[Records from a data collection]
--
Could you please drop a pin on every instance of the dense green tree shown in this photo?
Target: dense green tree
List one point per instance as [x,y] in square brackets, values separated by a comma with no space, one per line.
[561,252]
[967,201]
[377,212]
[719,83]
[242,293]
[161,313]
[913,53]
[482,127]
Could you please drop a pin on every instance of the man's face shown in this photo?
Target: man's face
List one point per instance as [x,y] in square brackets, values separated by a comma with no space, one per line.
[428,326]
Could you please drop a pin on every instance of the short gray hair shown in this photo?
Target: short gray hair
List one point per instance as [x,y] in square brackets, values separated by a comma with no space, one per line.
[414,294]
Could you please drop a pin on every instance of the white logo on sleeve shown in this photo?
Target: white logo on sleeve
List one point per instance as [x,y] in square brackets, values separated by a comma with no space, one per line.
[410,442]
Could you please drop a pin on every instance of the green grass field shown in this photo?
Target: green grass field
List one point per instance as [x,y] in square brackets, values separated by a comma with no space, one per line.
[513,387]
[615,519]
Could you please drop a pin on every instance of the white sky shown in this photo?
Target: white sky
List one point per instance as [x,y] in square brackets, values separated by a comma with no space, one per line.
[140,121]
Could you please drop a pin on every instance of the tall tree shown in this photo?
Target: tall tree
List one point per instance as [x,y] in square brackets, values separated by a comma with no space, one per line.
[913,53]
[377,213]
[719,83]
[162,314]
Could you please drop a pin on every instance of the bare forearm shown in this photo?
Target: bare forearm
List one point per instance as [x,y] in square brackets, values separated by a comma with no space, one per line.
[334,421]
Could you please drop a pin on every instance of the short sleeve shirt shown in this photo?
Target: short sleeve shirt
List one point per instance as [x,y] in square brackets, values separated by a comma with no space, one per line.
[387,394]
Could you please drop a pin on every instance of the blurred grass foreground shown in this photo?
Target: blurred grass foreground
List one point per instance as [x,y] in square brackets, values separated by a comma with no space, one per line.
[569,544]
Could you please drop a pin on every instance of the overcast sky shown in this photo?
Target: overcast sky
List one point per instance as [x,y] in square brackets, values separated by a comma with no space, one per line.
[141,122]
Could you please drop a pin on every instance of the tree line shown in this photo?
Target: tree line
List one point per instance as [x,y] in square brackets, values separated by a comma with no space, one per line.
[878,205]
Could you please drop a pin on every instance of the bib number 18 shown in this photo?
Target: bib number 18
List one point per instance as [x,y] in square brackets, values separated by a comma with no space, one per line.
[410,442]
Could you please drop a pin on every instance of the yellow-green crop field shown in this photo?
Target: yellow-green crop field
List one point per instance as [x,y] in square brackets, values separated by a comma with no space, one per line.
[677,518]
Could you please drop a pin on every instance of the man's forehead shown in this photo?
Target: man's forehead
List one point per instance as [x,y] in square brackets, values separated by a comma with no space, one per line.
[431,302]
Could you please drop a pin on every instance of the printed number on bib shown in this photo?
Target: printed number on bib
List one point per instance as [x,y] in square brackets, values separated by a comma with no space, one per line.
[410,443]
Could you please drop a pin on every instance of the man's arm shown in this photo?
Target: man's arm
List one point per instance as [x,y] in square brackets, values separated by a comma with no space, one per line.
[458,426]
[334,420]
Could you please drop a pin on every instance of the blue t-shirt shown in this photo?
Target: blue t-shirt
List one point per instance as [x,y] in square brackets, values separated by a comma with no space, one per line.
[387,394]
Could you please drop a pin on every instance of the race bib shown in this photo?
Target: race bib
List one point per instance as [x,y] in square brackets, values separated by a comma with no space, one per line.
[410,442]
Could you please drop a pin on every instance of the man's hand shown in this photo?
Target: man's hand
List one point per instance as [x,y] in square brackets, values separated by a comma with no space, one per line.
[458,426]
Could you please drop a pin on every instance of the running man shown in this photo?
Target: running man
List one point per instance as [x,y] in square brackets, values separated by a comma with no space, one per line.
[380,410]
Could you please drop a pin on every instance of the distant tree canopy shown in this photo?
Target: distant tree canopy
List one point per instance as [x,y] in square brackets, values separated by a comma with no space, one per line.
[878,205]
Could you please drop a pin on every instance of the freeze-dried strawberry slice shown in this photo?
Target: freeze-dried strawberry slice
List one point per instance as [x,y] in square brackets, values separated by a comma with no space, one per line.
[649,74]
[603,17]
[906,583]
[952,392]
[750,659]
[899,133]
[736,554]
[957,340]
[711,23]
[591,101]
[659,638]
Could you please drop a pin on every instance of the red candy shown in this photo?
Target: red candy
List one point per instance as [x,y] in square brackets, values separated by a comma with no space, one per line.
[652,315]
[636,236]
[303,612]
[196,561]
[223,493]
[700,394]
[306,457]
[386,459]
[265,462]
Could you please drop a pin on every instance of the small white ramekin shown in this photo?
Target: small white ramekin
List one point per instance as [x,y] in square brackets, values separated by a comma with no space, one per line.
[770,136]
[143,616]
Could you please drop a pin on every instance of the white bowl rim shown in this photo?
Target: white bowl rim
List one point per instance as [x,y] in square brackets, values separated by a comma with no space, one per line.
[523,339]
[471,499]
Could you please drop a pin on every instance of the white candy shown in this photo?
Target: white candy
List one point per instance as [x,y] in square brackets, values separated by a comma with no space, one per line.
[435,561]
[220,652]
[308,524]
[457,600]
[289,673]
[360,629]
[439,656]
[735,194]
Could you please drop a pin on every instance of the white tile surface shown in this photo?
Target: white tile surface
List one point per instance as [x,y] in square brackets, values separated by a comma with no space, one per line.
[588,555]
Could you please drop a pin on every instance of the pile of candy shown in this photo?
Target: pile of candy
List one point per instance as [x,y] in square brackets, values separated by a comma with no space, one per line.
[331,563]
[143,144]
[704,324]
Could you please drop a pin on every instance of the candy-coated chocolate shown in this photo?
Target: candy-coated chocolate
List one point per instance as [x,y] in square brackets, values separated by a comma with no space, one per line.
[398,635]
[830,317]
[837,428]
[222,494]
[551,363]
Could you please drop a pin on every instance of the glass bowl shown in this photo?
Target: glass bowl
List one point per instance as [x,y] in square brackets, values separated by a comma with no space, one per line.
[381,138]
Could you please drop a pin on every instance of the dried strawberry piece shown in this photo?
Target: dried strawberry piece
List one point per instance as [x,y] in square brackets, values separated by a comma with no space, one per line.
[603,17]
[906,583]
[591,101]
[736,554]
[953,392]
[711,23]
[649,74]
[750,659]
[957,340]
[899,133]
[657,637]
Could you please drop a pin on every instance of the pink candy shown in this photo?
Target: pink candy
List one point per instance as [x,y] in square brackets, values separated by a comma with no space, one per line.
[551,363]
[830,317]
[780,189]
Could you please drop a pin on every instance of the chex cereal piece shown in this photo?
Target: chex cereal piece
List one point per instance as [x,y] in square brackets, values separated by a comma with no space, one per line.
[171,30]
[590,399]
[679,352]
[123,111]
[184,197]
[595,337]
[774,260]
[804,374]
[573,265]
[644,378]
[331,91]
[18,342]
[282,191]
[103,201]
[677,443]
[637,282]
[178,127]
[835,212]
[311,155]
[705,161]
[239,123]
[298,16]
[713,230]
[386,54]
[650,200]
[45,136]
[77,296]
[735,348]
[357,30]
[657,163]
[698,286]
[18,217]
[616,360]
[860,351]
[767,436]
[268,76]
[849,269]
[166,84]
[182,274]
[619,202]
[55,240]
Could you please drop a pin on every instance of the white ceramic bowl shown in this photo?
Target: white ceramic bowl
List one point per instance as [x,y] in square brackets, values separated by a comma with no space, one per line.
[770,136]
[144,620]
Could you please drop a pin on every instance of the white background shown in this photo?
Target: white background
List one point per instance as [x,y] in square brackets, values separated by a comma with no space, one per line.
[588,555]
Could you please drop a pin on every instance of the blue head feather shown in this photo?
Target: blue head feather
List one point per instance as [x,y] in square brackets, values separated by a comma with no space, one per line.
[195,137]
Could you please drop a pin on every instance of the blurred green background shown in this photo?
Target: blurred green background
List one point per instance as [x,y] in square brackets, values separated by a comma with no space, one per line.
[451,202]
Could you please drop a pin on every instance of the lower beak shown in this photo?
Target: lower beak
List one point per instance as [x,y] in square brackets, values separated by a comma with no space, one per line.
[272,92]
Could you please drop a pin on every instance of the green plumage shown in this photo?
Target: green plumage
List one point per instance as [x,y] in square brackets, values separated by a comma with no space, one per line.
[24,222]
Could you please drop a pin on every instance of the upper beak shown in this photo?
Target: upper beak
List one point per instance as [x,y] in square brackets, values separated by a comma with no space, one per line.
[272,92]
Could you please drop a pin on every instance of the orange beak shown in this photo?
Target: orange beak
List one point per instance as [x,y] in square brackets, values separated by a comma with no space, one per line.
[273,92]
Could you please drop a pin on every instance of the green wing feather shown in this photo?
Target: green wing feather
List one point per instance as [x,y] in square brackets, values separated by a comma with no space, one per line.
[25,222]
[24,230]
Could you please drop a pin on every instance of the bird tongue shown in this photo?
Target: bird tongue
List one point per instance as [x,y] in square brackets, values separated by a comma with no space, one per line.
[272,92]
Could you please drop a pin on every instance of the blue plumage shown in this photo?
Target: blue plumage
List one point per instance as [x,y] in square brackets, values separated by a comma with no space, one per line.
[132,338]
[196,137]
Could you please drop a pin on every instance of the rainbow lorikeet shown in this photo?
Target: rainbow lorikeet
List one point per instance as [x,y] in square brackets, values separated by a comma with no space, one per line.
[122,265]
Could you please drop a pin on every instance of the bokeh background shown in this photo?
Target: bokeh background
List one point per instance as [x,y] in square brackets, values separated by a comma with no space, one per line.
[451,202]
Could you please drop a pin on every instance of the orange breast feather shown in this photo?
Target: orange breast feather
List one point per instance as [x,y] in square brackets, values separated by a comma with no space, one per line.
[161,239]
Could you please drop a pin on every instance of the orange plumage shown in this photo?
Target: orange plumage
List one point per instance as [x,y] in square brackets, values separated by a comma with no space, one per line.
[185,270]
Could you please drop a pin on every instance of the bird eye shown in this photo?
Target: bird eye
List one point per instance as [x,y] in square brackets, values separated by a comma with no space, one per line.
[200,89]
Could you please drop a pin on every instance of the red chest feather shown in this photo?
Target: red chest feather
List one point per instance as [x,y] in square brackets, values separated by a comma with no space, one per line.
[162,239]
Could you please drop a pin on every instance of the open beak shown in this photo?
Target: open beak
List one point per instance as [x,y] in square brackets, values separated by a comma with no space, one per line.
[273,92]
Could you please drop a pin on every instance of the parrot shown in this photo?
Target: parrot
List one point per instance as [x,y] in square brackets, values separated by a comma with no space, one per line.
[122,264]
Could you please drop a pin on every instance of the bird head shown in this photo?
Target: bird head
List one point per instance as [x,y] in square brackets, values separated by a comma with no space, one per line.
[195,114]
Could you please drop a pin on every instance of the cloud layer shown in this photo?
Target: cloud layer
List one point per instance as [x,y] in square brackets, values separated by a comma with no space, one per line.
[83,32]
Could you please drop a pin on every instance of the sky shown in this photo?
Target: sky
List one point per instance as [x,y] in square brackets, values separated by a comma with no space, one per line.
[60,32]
--
**SHORT TASK:** Give the items as a two-column CSV with columns "item_text" and "answer", one row per item. Put each value in a single quoted field with line breaks replaced by spaces, and cover only the lines from the one containing "layer shown in this photo?" through the end of the items.

**WORKED SOLUTION:**
item_text,answer
"Could you please drop a pin on every instance of the cloud layer shown in this photo? Target: cloud layer List one point per instance as [x,y] in square brackets, values separated by a comma with no space, one per line.","[83,32]"
"Could you please drop a pin on every instance of the sky shown in this photo? Target: sky List one point per instance as [x,y] in square brackets, values separated by a comma with no space, one per line.","[60,32]"